**Requirement**
Take the data below and copy exactly the lines starting at the one with "Target: colonnade" and finishing at the one with "Where can the dark window", both included.

**Source records**
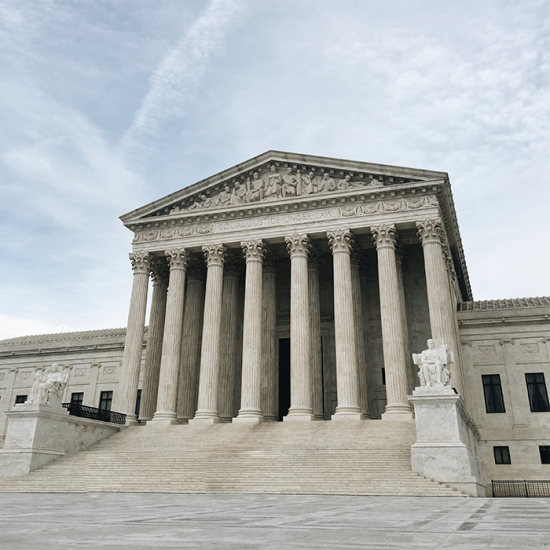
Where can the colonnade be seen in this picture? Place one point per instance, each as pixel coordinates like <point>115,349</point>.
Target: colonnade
<point>191,363</point>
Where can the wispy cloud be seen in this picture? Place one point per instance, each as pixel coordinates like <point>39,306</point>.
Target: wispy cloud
<point>179,74</point>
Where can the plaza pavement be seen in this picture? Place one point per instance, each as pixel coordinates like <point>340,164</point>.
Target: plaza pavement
<point>245,522</point>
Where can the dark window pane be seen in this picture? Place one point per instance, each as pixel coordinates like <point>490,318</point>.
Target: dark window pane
<point>536,388</point>
<point>77,398</point>
<point>502,455</point>
<point>492,389</point>
<point>105,400</point>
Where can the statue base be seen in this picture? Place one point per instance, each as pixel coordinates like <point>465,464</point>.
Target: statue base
<point>447,439</point>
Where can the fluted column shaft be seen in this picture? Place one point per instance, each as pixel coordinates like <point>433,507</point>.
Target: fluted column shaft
<point>359,339</point>
<point>315,331</point>
<point>442,309</point>
<point>188,381</point>
<point>270,368</point>
<point>228,343</point>
<point>171,344</point>
<point>207,410</point>
<point>391,314</point>
<point>251,406</point>
<point>300,341</point>
<point>153,353</point>
<point>133,346</point>
<point>347,380</point>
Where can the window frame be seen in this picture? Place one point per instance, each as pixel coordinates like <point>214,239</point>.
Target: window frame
<point>501,454</point>
<point>495,391</point>
<point>533,389</point>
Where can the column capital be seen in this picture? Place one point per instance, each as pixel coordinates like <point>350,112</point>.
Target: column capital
<point>314,257</point>
<point>271,261</point>
<point>340,240</point>
<point>298,245</point>
<point>158,269</point>
<point>214,254</point>
<point>384,235</point>
<point>178,258</point>
<point>140,262</point>
<point>430,231</point>
<point>253,250</point>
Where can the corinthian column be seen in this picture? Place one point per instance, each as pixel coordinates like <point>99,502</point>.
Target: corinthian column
<point>251,407</point>
<point>270,368</point>
<point>207,410</point>
<point>315,331</point>
<point>442,310</point>
<point>300,338</point>
<point>359,329</point>
<point>229,332</point>
<point>391,316</point>
<point>171,345</point>
<point>153,353</point>
<point>188,381</point>
<point>133,346</point>
<point>347,381</point>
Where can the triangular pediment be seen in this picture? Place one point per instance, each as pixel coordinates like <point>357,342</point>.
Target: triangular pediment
<point>278,176</point>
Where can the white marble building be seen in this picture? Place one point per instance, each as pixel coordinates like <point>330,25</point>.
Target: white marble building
<point>297,288</point>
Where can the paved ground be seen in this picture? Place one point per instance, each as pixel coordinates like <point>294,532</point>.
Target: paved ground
<point>281,522</point>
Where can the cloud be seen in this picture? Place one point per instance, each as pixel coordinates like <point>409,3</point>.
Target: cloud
<point>178,75</point>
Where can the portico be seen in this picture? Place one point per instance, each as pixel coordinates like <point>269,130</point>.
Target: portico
<point>355,263</point>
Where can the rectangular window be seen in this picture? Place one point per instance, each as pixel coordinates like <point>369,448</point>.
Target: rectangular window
<point>536,388</point>
<point>502,455</point>
<point>105,400</point>
<point>77,398</point>
<point>494,402</point>
<point>138,403</point>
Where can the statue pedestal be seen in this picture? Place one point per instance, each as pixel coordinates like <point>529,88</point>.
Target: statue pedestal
<point>446,445</point>
<point>37,434</point>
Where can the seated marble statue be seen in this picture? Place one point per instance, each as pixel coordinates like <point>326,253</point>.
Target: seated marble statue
<point>48,382</point>
<point>433,365</point>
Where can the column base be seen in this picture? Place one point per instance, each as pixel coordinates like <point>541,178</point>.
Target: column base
<point>399,413</point>
<point>167,419</point>
<point>205,417</point>
<point>348,413</point>
<point>299,415</point>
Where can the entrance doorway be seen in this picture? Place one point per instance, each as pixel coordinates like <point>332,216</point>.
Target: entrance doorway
<point>284,377</point>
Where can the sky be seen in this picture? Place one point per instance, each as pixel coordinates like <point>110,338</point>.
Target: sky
<point>107,105</point>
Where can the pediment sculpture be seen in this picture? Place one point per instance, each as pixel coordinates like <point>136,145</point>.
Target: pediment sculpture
<point>434,365</point>
<point>47,382</point>
<point>275,185</point>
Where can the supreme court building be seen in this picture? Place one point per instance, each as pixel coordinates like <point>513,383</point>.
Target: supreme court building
<point>297,288</point>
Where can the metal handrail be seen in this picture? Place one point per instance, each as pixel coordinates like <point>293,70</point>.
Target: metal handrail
<point>83,411</point>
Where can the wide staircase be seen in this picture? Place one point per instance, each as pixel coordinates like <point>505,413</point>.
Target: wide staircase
<point>347,458</point>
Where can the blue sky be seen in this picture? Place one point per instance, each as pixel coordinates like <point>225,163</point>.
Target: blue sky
<point>107,105</point>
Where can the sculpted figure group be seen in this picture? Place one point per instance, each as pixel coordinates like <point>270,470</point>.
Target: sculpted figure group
<point>276,185</point>
<point>47,382</point>
<point>433,364</point>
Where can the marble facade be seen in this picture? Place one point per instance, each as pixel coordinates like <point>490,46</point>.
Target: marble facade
<point>296,288</point>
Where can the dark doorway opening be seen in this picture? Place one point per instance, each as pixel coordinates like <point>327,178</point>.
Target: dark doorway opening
<point>284,377</point>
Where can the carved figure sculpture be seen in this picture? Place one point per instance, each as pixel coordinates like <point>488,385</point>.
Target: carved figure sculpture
<point>433,365</point>
<point>255,188</point>
<point>274,181</point>
<point>47,383</point>
<point>288,188</point>
<point>326,184</point>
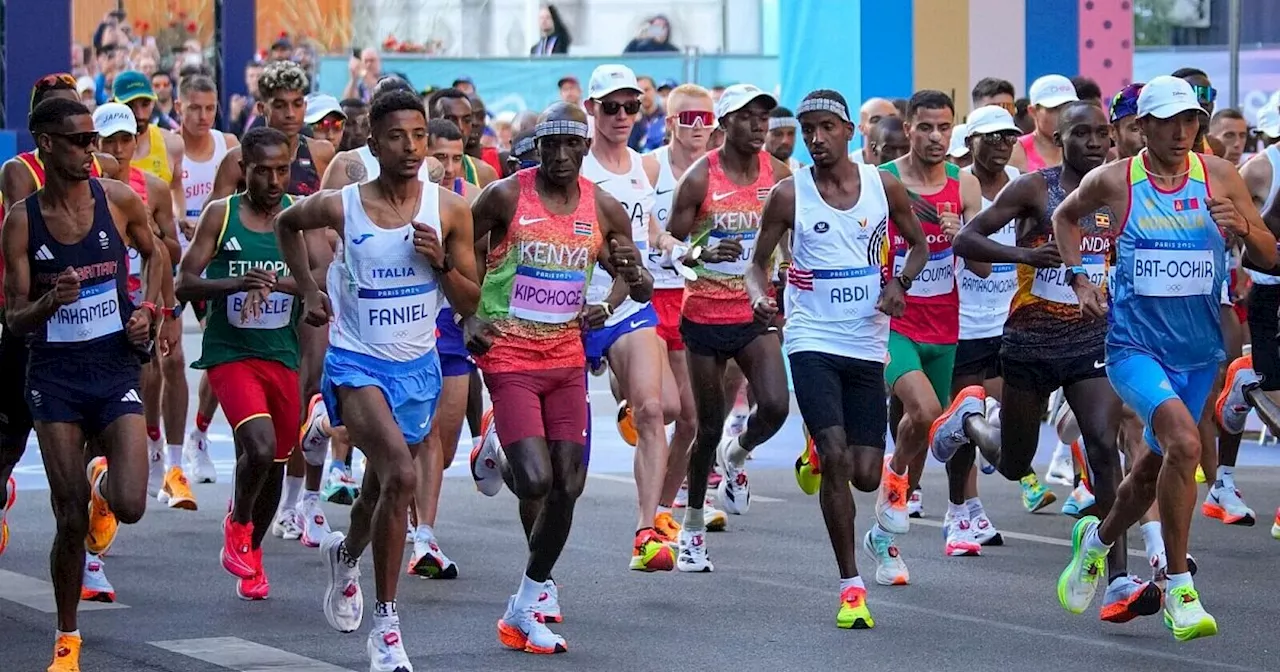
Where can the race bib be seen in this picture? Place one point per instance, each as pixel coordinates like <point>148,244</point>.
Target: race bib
<point>275,312</point>
<point>94,315</point>
<point>547,296</point>
<point>1173,268</point>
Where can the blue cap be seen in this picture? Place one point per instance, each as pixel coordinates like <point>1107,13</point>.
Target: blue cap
<point>129,86</point>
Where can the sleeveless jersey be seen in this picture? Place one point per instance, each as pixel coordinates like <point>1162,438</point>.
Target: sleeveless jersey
<point>1170,268</point>
<point>384,293</point>
<point>728,210</point>
<point>636,195</point>
<point>836,266</point>
<point>272,336</point>
<point>535,282</point>
<point>1045,319</point>
<point>984,301</point>
<point>932,311</point>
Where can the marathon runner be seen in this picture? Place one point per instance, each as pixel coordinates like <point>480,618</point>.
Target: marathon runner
<point>382,374</point>
<point>528,337</point>
<point>87,344</point>
<point>1165,342</point>
<point>837,329</point>
<point>718,201</point>
<point>250,344</point>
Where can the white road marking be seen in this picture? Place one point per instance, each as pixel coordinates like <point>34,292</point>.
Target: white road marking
<point>243,656</point>
<point>36,594</point>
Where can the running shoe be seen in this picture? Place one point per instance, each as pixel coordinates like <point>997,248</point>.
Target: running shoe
<point>693,552</point>
<point>1034,494</point>
<point>485,458</point>
<point>650,553</point>
<point>1079,580</point>
<point>1233,407</point>
<point>196,457</point>
<point>65,653</point>
<point>853,613</point>
<point>1185,617</point>
<point>521,630</point>
<point>627,424</point>
<point>94,585</point>
<point>343,602</point>
<point>1226,504</point>
<point>101,522</point>
<point>176,490</point>
<point>890,567</point>
<point>1128,598</point>
<point>947,433</point>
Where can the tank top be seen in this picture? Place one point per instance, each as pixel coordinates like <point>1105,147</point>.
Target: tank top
<point>1045,319</point>
<point>718,295</point>
<point>984,301</point>
<point>932,311</point>
<point>636,195</point>
<point>94,325</point>
<point>384,293</point>
<point>836,266</point>
<point>535,282</point>
<point>1170,268</point>
<point>272,336</point>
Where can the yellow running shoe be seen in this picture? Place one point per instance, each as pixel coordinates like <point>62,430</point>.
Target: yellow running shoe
<point>853,609</point>
<point>176,490</point>
<point>101,522</point>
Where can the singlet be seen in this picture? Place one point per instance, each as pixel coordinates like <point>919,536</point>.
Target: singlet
<point>1045,319</point>
<point>535,282</point>
<point>1170,268</point>
<point>835,278</point>
<point>384,293</point>
<point>272,336</point>
<point>92,328</point>
<point>984,301</point>
<point>718,296</point>
<point>932,311</point>
<point>636,195</point>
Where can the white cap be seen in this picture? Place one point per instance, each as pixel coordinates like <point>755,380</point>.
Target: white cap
<point>1051,91</point>
<point>1166,96</point>
<point>320,105</point>
<point>739,96</point>
<point>112,118</point>
<point>611,77</point>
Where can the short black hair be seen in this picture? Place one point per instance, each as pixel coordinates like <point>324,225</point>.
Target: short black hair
<point>929,99</point>
<point>259,137</point>
<point>990,87</point>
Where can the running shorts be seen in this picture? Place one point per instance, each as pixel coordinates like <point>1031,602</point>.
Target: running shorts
<point>721,341</point>
<point>937,362</point>
<point>411,388</point>
<point>549,403</point>
<point>1144,384</point>
<point>666,304</point>
<point>978,356</point>
<point>250,389</point>
<point>1264,332</point>
<point>598,342</point>
<point>841,392</point>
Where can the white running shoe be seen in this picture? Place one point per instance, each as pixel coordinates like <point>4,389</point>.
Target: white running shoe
<point>343,603</point>
<point>199,465</point>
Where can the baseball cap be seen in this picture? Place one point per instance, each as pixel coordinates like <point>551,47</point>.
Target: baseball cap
<point>611,77</point>
<point>132,85</point>
<point>320,105</point>
<point>739,96</point>
<point>1051,91</point>
<point>1166,96</point>
<point>114,118</point>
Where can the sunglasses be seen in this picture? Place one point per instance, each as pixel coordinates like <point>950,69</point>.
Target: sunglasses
<point>691,118</point>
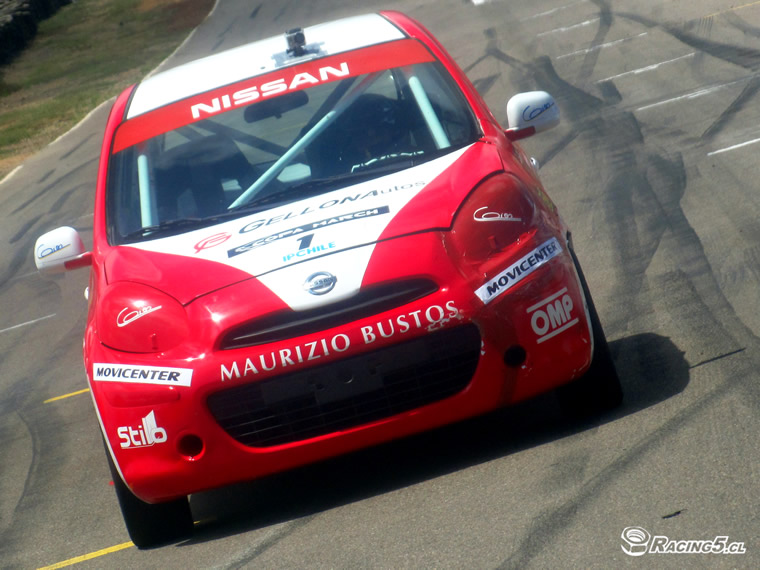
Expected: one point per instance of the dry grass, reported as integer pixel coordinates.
(85, 54)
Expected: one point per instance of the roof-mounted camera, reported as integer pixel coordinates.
(296, 42)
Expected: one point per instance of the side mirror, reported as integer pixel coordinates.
(59, 250)
(530, 113)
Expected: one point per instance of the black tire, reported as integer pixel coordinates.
(151, 525)
(599, 389)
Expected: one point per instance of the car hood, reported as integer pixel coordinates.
(332, 233)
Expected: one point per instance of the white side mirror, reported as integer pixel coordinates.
(59, 250)
(530, 113)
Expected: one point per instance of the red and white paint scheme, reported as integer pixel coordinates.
(312, 244)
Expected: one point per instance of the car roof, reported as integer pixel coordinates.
(258, 58)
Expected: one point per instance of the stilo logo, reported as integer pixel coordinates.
(320, 283)
(636, 540)
(145, 435)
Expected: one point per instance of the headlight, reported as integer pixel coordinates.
(498, 214)
(137, 318)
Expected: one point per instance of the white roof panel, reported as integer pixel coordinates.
(257, 58)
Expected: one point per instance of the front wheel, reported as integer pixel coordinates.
(151, 525)
(598, 390)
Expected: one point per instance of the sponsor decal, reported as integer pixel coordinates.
(309, 251)
(211, 241)
(637, 541)
(320, 283)
(126, 316)
(552, 316)
(349, 217)
(431, 318)
(480, 216)
(346, 199)
(519, 270)
(530, 113)
(44, 250)
(145, 435)
(275, 87)
(162, 376)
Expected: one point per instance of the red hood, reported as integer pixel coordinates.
(180, 267)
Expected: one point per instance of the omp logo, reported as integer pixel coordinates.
(553, 315)
(251, 94)
(144, 435)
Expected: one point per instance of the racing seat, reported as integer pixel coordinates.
(372, 127)
(191, 178)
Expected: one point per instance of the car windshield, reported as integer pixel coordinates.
(284, 148)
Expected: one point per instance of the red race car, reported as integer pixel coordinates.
(312, 244)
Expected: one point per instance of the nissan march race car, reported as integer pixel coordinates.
(312, 244)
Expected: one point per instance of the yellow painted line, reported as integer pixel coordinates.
(66, 396)
(83, 558)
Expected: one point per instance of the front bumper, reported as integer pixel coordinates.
(253, 411)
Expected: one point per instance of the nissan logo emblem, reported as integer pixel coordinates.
(320, 283)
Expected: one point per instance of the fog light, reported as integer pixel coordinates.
(515, 356)
(190, 447)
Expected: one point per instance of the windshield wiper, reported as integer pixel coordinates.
(303, 190)
(168, 226)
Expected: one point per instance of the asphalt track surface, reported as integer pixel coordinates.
(653, 167)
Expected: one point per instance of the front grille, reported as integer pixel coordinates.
(290, 324)
(350, 392)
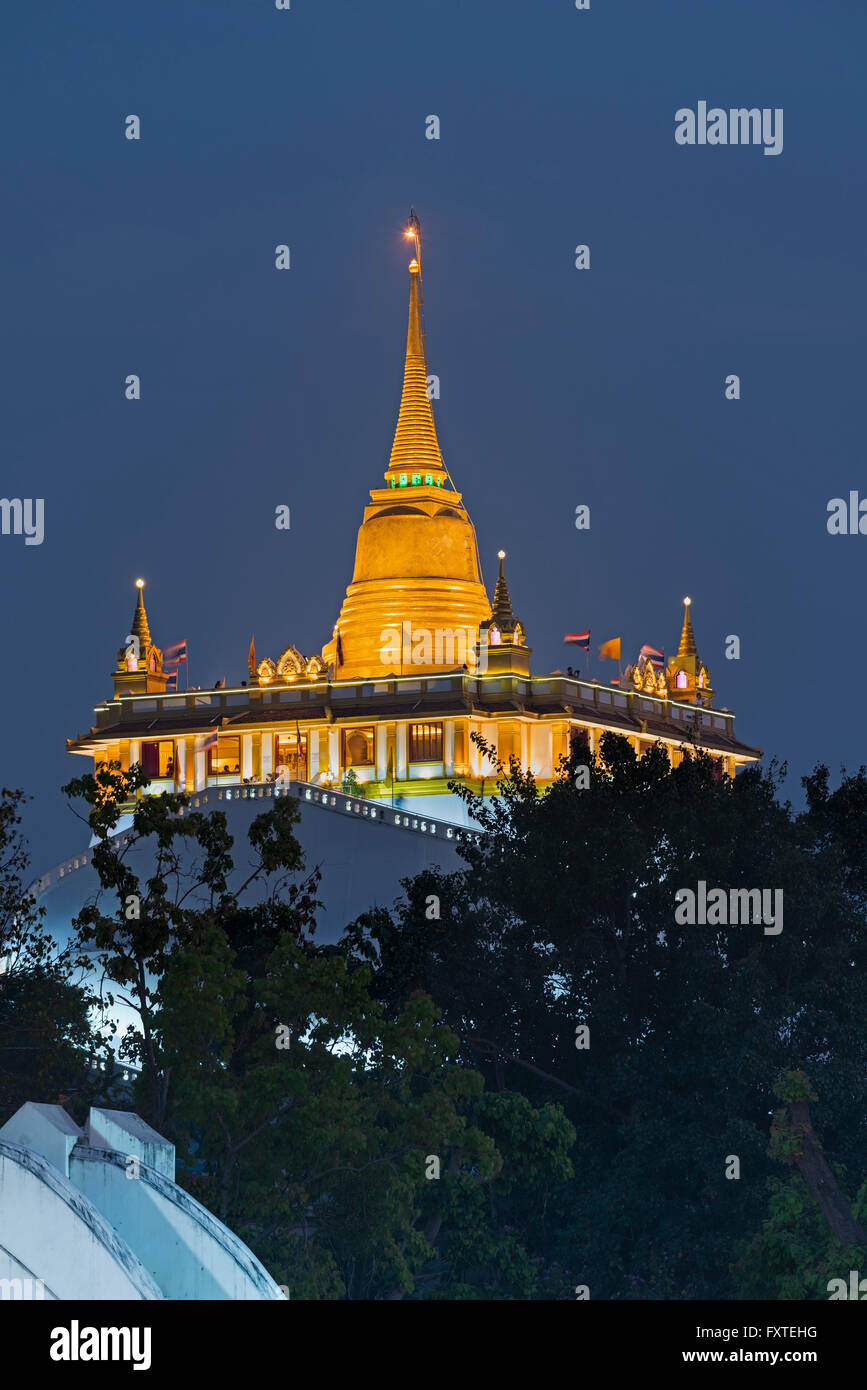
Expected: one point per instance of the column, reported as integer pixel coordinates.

**Response for this exercise**
Target: colonnade
<point>191,363</point>
Where can the wispy cloud be seen in this picture? Place one point per instance, each as pixel coordinates like <point>39,306</point>.
Target: wispy cloud
<point>179,74</point>
Where can the plaza pavement be seen in this picture? Place one point per instance, each as pixel coordinates like <point>340,164</point>.
Target: plaza pavement
<point>245,522</point>
Where can the dark window pane be seen in this picture? Place one point per instance, each as pixel coordinates like <point>490,318</point>.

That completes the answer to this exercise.